### WRITTEN REQUEST A
Copy these rows word for word, everything from the line containing "detect backsplash | bbox" down to the line containing "[181,149,209,171]", with both of those lines included.

### PAGE
────────────────────

What matters is how horses are treated during their lives and racehorses have the best of everything. 
The Grand National is according to Tony Mccoy watched by 600 million people worldwide, it has a long history and we should be proud of it not constantly looking for ways to attack it.
It's been made as safe as possible, why not just watch it and enjoy it for what it is .....
Guess I'll be hammered for writing this .....


----------



## teapot (5 April 2013)

Well you won't be hammered by me! Good post


----------



## MillbrookSong (5 April 2013)

Me neither - well said!


----------



## Dobiegirl (5 April 2013)

Bonny you wont get hammered by me, its not my favourite race I much prefer the Cheltenham Gold Cup where the best horse nearly always wins. To me the GN is a spectacle but very much a lottery, it was tailor made for the likes of Red Rum who would never have been remembered but for the GN. But  it is very much part of the NH calender and I for one would not like it to end. Like you I hate the hand wringing that accompanies any racing thread and its from people who know little to nothing about the sport or how racehorses are trained.


----------



## pines of rome (5 April 2013)

When I was younger I used to work in a national hunt yard so I know how the horses are cared for!
 They do get the best of everything, but they are still kept in stables for most of the time unless they are being worked or racing and this is not a happy life for a horse!

────────────────────

### RECORD EXCERPTS
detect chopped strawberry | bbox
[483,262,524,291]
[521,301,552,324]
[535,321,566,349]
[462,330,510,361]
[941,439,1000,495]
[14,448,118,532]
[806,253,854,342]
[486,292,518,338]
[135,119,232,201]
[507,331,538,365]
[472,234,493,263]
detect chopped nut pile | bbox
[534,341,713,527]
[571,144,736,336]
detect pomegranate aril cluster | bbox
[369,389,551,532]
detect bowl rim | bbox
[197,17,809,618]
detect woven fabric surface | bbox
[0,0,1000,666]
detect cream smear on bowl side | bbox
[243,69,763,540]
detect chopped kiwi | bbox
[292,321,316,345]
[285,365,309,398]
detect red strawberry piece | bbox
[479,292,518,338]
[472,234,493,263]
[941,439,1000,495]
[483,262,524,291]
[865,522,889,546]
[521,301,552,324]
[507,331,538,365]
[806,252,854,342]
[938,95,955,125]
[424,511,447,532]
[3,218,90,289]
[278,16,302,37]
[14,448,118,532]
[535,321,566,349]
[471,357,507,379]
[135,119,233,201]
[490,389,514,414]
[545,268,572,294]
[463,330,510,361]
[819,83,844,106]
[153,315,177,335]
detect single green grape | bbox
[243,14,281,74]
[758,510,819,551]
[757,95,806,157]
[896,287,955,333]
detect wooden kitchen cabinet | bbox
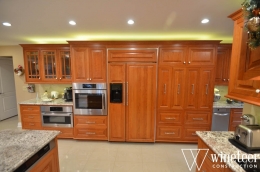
[71,45,106,82]
[21,44,71,83]
[108,62,156,142]
[74,114,108,140]
[228,108,243,131]
[20,105,42,130]
[215,44,232,85]
[159,45,216,67]
[227,9,260,106]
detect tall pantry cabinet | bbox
[108,49,157,142]
[156,41,219,142]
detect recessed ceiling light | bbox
[3,22,12,26]
[69,20,76,25]
[201,19,209,23]
[127,20,135,24]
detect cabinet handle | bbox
[177,84,181,94]
[192,118,203,121]
[191,84,194,94]
[86,132,96,134]
[126,82,128,106]
[86,121,96,124]
[165,117,176,120]
[164,132,175,135]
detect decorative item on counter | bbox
[227,99,234,104]
[14,65,24,76]
[27,84,35,93]
[242,0,260,49]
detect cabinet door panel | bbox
[198,68,214,109]
[170,68,186,109]
[158,66,172,109]
[126,64,156,142]
[71,47,89,82]
[184,68,199,109]
[89,49,106,82]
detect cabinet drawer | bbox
[22,122,42,129]
[157,126,181,139]
[22,114,41,122]
[158,112,182,124]
[183,127,209,141]
[74,127,108,140]
[74,116,107,126]
[20,105,40,114]
[184,112,211,125]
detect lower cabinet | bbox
[74,115,108,140]
[196,138,232,172]
[228,108,243,131]
[30,139,60,172]
[20,105,42,130]
[156,110,211,142]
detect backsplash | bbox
[215,85,228,101]
[243,103,260,124]
[35,84,72,97]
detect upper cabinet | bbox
[159,44,216,67]
[21,44,71,83]
[71,45,106,82]
[227,9,260,106]
[215,44,232,85]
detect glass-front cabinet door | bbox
[24,50,42,82]
[59,50,71,82]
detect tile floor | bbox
[0,116,197,172]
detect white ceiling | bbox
[0,0,243,46]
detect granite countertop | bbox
[213,101,244,108]
[0,129,59,172]
[196,131,260,172]
[19,99,73,106]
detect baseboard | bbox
[17,122,22,128]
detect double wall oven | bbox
[72,83,107,115]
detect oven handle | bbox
[41,112,72,116]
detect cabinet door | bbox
[126,64,156,142]
[197,68,214,110]
[108,63,126,141]
[170,68,186,109]
[24,50,42,82]
[186,46,216,66]
[159,47,187,65]
[185,68,199,109]
[88,49,107,82]
[58,50,71,82]
[41,50,58,82]
[71,47,89,82]
[158,66,172,109]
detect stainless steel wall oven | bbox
[72,83,107,115]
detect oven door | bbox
[73,90,107,115]
[42,112,73,127]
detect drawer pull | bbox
[86,121,96,124]
[164,132,175,135]
[192,118,203,121]
[165,117,176,120]
[86,132,96,134]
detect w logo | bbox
[181,149,209,171]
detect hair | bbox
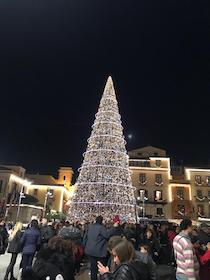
[107,235,123,253]
[48,236,78,257]
[140,243,150,253]
[48,236,63,253]
[96,216,103,224]
[31,219,39,228]
[180,218,192,230]
[9,222,23,241]
[112,240,136,263]
[145,228,154,238]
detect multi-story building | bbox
[129,146,210,220]
[129,146,171,218]
[0,165,73,222]
[26,167,73,212]
[185,168,210,219]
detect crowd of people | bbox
[0,216,210,280]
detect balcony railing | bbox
[129,159,151,167]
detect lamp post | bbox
[16,186,25,222]
[43,191,52,218]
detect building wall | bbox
[57,167,74,188]
[27,185,64,212]
[130,157,171,218]
[185,168,210,219]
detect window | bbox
[47,189,54,196]
[155,174,163,184]
[196,190,203,198]
[176,188,184,199]
[34,189,38,196]
[139,173,146,184]
[198,204,204,216]
[154,191,163,201]
[0,180,3,193]
[157,208,163,216]
[177,204,185,215]
[139,190,148,200]
[155,159,161,167]
[195,175,202,184]
[206,176,210,186]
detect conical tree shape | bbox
[69,77,135,221]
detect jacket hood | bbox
[129,259,149,280]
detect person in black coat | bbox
[40,218,55,248]
[4,222,23,280]
[141,229,160,263]
[83,216,119,280]
[22,236,75,280]
[21,220,41,269]
[0,219,8,255]
[98,240,150,280]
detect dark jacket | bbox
[198,229,210,245]
[40,225,55,243]
[142,237,160,259]
[136,251,157,280]
[21,227,41,254]
[0,226,8,255]
[32,248,74,280]
[101,260,150,280]
[84,223,115,258]
[7,230,23,254]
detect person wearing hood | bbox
[98,239,150,280]
[83,216,119,280]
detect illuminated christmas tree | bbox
[69,77,135,221]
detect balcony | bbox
[129,159,151,167]
[137,199,168,205]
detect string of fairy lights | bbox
[69,77,135,221]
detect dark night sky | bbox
[0,0,210,179]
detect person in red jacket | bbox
[200,242,210,280]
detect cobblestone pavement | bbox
[0,253,175,280]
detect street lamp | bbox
[16,186,25,222]
[43,191,52,218]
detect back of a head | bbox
[107,235,123,252]
[112,239,136,263]
[180,218,192,230]
[30,219,39,229]
[58,225,82,243]
[96,216,103,225]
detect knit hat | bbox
[58,226,82,243]
[113,216,120,224]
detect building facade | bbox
[129,146,171,218]
[0,165,73,222]
[129,146,210,220]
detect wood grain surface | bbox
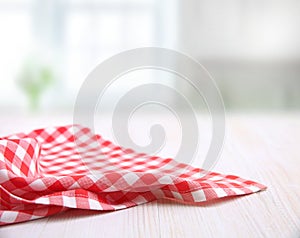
[0,113,300,238]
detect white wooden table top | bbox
[0,113,300,238]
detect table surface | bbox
[0,113,300,238]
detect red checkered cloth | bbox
[0,126,266,225]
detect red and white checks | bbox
[0,126,266,225]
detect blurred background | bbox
[0,0,300,115]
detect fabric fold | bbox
[0,125,266,225]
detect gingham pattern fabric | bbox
[0,126,266,225]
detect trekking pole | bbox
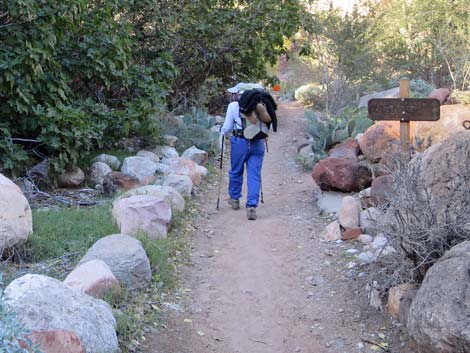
[259,177,264,203]
[217,135,225,209]
[259,137,269,203]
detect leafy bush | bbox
[165,109,219,154]
[294,83,325,109]
[0,274,41,353]
[0,125,28,174]
[450,90,470,105]
[36,104,105,172]
[388,79,435,98]
[370,154,470,292]
[303,108,373,163]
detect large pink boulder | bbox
[103,172,141,194]
[112,195,172,239]
[428,88,452,104]
[414,104,470,150]
[359,121,400,162]
[64,260,121,298]
[20,329,86,353]
[0,174,33,246]
[312,157,372,192]
[169,158,207,186]
[328,138,360,160]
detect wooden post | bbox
[400,79,410,152]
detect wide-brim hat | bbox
[227,82,245,94]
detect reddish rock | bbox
[328,138,360,160]
[19,329,86,353]
[428,88,452,104]
[359,121,400,162]
[341,228,362,240]
[312,157,372,192]
[370,175,393,205]
[103,172,140,194]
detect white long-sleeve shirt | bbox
[220,102,243,135]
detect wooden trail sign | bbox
[367,80,441,152]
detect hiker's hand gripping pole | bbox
[216,135,225,209]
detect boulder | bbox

────────────────────

### WRITTEN REQUEST B
Write what comes next in the forum thread about the Grand National and racehorse care, picking up right after its last sentence.

### TASK ANSWER A
detect backsplash | bbox
[215,85,228,101]
[243,103,260,124]
[35,84,72,97]
detect upper cabinet | bbox
[159,44,216,67]
[21,44,71,83]
[71,45,106,82]
[227,9,260,106]
[215,44,232,85]
detect glass-front cabinet door | bbox
[24,50,42,82]
[59,50,71,82]
detect tile floor | bbox
[0,116,197,172]
detect white ceiling | bbox
[0,0,243,46]
detect granite countertop | bbox
[213,101,244,108]
[0,129,59,172]
[196,131,260,172]
[19,99,73,106]
detect baseboard | bbox
[17,122,22,128]
detect double wall oven | bbox
[72,83,107,115]
detect oven handle | bbox
[41,112,72,116]
detect cabinet door | bbox
[126,64,156,142]
[197,68,214,110]
[108,63,126,141]
[170,68,186,109]
[24,50,42,82]
[186,46,216,66]
[159,47,187,65]
[185,68,199,109]
[88,49,107,82]
[58,50,71,82]
[41,50,58,82]
[71,47,89,82]
[158,66,172,109]
detect stainless steel wall oven | bbox
[72,83,107,115]
detect oven door | bbox
[73,90,107,115]
[42,112,73,127]
detect drawer pull | bbox
[86,121,96,124]
[164,132,175,135]
[192,118,203,121]
[165,117,176,120]
[86,132,96,134]
detect w logo | bbox
[181,149,209,171]

### TASK ANSWER B
I have witnessed them weaving,cribbing, boxwalking etc, we had one that had to be tied up all the time as her boxwalking was so bad she would work her self into a lather! So all this talk of them living like Kings is rubbish as far as the horses quality of life goes!


----------



## teapot (5 April 2013)

Tbf PoR that could be said for some riding stables...


----------



## dressedkez (5 April 2013)

Dobiegirl said:



			Bonny you wont get hammered by me, its not my favourite race I much prefer the Cheltenham Gold Cup where the best horse nearly always wins. To me the GN is a spectacle but very much a lottery, it was tailor made for the likes of Red Rum who would never have been remembered but for the GN. But  it is very much part of the NH calender and I for one would not like it to end. Like you I hate the hand wringing that accompanies any racing thread and its from people who know little to nothing about the sport or how racehorses are trained.
		
Click to expand...

Cerainly will not be hammered by me either - but the 'safety factors' that are bing put in place for the GN - make it harder, less of a lottery, and certainly not the GN we have enjoyed of years past. I watched a bit on the local SW news tonight, where local trainers Pipe, Hobbs, Nicholls and other less known yards would have had multiple runners (or at least one or two) can't have very many this year because of the exacting conditions to get into the race - there was a time when I could have entered my pointer (who I know could have got 4 miles) but now that is a mega pipe dream - not going to happen - but he would have been possibly tough enough to have got around mostly unscathed, because he would have been well and truly trained for the job......having siad that pleased as punch to see a 100-1 horse winning the Foxhunters yesterday - as it should be!


----------



## justabob (5 April 2013)

Wont be hammered by me either. Simply can not compare Cheltenham Gold Cup to the GN. The Gold Cup is a precision race. The GN is a lottery...........very good post.


----------



## amage (5 April 2013)

pines of rome said:



			When I was younger I used to work in a national hunt yard so I know how the horses are cared for!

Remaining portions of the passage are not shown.